## Task statement
Write out exactly the lines below that run from the line containing "the sky shown" through the last line of the records.

===== Stored data =====

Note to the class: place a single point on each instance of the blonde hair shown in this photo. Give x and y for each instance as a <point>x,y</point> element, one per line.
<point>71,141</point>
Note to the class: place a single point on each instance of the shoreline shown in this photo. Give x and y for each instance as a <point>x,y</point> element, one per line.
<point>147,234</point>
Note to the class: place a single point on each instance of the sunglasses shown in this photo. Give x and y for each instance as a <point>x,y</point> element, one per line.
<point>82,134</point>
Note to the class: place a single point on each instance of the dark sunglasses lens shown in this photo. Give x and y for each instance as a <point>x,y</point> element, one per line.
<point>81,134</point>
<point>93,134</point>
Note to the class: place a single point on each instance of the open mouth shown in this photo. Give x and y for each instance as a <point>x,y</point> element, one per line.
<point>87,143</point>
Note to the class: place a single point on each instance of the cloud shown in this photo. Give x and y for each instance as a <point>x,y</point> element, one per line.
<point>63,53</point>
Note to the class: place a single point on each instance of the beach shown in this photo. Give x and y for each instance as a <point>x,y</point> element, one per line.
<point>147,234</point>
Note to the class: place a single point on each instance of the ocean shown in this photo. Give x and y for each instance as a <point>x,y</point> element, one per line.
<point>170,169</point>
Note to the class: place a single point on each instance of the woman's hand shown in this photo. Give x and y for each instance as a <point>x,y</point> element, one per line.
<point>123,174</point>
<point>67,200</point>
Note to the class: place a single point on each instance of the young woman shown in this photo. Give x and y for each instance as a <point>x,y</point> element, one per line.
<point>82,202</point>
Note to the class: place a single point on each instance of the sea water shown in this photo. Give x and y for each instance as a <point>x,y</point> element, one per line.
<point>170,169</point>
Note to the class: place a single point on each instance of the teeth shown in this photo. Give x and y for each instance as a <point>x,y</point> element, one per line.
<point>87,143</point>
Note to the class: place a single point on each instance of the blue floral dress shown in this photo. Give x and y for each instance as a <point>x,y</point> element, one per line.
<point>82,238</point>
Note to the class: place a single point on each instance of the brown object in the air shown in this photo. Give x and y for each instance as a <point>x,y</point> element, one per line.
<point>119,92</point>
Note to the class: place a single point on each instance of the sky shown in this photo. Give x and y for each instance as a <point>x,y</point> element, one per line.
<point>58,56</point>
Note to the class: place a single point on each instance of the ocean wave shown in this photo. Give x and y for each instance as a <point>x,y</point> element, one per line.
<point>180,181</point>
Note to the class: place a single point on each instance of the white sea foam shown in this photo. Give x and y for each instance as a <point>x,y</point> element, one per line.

=====

## Output of the task
Note to the class: place a single point on each instance of the sky shown in this photo. Give x and y for each instance as a <point>x,y</point> element, one per line.
<point>58,56</point>
Note to the class: place a single point on each instance of the ocean wave shown in this photo. Give x and y for each instance as a <point>x,y</point> element, one per line.
<point>180,181</point>
Note to the class: place a single point on each instance of the white sea foam shown in this photo. Give x and y for each instance as a <point>x,y</point> element, one per line.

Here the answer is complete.